#### [Supplied material]

[BEGIN]

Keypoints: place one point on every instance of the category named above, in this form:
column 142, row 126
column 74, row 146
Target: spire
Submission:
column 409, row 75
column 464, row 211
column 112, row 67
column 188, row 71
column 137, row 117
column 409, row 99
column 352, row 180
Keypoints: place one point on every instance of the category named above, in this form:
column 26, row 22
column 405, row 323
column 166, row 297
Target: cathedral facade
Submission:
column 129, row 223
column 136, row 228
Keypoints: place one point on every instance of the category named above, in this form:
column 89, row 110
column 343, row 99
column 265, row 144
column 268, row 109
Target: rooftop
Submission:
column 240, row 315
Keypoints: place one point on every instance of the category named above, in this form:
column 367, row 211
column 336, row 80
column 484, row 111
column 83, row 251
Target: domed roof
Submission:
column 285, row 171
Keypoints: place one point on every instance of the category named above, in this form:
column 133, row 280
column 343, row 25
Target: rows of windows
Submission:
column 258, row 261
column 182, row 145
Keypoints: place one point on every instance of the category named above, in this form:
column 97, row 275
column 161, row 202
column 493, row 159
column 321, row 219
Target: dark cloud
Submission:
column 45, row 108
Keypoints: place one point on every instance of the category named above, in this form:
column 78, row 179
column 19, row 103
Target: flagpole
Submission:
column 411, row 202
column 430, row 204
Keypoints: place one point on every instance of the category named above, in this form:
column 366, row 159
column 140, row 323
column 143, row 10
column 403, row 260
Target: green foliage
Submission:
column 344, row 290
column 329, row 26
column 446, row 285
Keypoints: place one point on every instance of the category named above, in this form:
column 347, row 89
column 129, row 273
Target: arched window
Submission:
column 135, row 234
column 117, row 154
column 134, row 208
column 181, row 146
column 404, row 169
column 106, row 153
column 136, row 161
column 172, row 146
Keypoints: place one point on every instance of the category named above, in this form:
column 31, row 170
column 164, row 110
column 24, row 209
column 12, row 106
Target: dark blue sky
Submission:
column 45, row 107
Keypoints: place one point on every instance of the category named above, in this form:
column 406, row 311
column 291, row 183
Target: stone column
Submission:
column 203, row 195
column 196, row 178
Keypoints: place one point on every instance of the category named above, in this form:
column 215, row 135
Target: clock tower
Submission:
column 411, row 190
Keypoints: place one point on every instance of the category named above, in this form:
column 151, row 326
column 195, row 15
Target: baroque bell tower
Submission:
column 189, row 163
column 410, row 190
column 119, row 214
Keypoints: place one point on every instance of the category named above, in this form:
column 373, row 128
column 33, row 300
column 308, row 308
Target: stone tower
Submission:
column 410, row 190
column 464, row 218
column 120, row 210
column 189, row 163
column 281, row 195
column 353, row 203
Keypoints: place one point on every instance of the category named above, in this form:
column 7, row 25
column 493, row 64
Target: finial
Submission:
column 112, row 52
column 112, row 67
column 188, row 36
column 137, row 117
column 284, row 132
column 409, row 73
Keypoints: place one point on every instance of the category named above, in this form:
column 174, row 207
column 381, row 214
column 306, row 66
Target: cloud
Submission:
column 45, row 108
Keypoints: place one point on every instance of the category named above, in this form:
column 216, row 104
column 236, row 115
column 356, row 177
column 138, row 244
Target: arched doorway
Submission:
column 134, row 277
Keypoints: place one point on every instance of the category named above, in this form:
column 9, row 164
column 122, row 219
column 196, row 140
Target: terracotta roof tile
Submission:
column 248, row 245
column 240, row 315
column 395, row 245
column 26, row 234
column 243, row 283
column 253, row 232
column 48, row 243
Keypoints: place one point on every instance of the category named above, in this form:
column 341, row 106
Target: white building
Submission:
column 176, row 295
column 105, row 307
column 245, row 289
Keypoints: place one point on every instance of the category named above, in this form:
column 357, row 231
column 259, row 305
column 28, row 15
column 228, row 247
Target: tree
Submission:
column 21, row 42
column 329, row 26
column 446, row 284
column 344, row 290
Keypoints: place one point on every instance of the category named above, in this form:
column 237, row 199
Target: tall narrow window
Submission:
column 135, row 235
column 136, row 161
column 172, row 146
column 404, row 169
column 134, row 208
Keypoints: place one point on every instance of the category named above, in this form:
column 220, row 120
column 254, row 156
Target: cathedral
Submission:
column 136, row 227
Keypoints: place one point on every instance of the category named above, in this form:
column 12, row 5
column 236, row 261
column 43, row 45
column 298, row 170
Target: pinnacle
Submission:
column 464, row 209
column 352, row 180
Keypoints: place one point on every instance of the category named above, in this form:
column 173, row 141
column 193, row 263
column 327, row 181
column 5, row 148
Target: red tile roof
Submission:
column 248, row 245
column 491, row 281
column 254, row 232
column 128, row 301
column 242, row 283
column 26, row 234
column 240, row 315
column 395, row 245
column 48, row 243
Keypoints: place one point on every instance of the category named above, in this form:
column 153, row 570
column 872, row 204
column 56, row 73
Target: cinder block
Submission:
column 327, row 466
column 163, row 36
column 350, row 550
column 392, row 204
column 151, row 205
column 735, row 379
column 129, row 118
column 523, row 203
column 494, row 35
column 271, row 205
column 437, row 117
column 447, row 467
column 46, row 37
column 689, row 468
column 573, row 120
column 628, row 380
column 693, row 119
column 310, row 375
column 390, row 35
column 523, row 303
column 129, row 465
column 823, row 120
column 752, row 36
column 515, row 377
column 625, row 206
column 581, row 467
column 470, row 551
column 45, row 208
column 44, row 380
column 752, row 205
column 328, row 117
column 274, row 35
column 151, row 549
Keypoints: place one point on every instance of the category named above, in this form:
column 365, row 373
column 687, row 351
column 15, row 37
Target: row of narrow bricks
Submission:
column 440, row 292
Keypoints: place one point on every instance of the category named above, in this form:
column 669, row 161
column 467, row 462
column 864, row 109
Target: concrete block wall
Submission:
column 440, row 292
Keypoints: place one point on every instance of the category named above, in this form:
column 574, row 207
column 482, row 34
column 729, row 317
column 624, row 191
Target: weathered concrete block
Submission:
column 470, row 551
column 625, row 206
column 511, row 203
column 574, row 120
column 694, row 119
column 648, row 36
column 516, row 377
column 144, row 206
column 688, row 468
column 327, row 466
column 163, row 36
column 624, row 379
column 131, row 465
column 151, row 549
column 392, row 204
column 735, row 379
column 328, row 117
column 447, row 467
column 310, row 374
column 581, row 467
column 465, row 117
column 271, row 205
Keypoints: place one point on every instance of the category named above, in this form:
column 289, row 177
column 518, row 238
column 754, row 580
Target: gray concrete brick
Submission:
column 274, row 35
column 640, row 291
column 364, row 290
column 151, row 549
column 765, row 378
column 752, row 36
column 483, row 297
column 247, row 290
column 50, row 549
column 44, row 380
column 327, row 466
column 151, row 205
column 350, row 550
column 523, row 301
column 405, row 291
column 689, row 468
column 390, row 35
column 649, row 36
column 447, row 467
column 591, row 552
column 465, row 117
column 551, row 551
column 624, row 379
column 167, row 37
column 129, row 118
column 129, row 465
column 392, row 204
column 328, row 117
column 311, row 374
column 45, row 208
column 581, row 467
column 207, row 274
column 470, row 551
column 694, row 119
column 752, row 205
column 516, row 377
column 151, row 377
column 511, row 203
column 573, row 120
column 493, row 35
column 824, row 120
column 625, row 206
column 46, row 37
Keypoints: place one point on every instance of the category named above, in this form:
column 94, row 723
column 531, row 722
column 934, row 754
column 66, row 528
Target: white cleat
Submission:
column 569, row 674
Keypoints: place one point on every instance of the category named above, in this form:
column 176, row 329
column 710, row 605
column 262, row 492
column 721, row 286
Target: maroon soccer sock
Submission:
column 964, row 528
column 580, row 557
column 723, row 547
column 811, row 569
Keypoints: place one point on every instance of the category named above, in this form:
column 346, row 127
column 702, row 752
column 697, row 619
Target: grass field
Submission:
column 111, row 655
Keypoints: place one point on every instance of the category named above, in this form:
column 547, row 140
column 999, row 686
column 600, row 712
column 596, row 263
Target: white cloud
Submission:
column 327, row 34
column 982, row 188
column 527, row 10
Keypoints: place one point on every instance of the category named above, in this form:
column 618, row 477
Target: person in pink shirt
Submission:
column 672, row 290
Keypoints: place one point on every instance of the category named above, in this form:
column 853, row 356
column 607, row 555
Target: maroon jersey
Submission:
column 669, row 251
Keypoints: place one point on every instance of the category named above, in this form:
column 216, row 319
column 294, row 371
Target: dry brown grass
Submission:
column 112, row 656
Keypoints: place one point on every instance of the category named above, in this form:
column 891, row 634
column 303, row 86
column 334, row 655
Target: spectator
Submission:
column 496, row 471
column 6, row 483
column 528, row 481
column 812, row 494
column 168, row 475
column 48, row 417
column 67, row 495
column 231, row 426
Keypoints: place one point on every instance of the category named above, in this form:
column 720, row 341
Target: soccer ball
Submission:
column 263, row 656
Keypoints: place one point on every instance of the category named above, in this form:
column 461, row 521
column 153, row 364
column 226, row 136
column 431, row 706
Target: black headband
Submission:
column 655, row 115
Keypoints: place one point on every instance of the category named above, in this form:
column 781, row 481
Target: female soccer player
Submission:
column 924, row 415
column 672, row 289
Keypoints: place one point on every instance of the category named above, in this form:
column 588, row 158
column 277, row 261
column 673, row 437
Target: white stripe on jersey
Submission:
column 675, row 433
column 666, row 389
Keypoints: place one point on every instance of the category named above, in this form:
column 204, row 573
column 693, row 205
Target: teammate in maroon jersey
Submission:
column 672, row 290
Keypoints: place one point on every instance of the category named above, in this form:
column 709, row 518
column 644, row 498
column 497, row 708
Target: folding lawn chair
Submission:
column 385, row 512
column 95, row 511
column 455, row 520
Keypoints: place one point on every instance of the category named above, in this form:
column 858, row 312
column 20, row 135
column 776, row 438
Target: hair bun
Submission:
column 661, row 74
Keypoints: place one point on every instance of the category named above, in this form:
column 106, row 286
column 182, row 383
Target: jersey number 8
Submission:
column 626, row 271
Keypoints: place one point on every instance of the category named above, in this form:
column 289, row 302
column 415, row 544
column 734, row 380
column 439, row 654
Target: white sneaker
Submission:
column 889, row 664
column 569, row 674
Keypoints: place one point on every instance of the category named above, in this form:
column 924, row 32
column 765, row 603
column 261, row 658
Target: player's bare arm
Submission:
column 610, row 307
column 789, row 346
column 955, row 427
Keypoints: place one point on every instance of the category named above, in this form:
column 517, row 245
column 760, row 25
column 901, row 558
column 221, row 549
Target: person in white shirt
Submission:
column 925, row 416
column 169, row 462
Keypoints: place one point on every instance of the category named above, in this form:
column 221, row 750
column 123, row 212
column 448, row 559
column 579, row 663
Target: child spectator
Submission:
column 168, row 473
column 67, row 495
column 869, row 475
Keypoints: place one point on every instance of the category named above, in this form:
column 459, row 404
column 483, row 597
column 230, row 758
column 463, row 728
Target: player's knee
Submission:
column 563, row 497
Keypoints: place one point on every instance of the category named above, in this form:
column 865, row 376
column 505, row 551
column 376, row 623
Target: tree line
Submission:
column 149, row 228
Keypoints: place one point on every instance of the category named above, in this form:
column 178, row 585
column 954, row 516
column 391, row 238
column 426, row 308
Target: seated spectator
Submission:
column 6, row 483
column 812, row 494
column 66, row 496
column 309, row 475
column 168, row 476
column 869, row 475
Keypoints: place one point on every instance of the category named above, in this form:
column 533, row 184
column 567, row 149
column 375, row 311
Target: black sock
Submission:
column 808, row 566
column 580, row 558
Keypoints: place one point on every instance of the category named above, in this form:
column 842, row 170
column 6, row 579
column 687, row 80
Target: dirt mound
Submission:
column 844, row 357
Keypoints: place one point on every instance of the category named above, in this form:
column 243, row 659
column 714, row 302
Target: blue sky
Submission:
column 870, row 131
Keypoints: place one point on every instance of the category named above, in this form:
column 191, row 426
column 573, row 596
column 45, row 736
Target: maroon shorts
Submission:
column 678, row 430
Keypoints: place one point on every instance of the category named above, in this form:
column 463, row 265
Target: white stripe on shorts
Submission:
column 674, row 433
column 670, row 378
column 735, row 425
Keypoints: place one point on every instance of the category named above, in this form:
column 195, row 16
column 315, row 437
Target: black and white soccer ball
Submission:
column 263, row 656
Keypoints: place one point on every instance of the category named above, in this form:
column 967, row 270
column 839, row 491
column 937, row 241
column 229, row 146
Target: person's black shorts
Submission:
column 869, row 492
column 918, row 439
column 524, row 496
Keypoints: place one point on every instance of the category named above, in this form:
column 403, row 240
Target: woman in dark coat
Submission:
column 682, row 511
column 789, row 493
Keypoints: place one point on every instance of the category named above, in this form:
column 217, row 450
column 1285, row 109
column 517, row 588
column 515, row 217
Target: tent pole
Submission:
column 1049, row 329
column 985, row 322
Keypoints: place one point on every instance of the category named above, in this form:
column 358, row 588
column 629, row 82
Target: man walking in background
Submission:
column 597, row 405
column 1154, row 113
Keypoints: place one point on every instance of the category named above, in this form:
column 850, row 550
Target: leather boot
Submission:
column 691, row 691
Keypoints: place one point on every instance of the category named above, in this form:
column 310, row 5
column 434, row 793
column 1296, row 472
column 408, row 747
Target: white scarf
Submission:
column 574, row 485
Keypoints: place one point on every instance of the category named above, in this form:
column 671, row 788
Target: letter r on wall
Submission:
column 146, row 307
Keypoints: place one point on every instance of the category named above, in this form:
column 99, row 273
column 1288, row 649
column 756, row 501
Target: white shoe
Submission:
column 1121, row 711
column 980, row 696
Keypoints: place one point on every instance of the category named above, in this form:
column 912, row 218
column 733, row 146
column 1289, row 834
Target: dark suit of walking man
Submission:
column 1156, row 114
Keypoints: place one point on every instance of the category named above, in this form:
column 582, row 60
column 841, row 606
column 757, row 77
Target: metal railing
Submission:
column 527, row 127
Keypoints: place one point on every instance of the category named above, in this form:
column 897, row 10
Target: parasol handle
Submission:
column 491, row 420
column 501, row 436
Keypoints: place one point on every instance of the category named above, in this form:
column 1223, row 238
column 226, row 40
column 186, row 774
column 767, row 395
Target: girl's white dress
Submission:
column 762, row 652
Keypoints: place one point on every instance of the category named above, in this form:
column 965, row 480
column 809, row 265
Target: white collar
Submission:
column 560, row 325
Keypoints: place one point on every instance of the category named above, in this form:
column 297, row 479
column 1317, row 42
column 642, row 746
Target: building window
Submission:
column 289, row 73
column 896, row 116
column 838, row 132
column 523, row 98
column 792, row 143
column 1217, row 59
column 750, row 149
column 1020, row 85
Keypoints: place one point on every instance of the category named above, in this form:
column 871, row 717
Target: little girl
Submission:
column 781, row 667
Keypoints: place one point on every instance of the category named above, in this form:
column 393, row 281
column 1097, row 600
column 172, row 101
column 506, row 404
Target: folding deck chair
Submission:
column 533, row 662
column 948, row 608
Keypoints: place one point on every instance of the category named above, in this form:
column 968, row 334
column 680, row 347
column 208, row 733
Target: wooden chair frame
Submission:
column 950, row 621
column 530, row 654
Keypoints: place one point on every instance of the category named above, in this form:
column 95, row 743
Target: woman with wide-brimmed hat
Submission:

[END]

#### [Exercise aim]
Please gather every line above that contains the word "block". Case counts.

#### [The result]
Target: cinder block
Target: concrete block wall
Target: weathered concrete block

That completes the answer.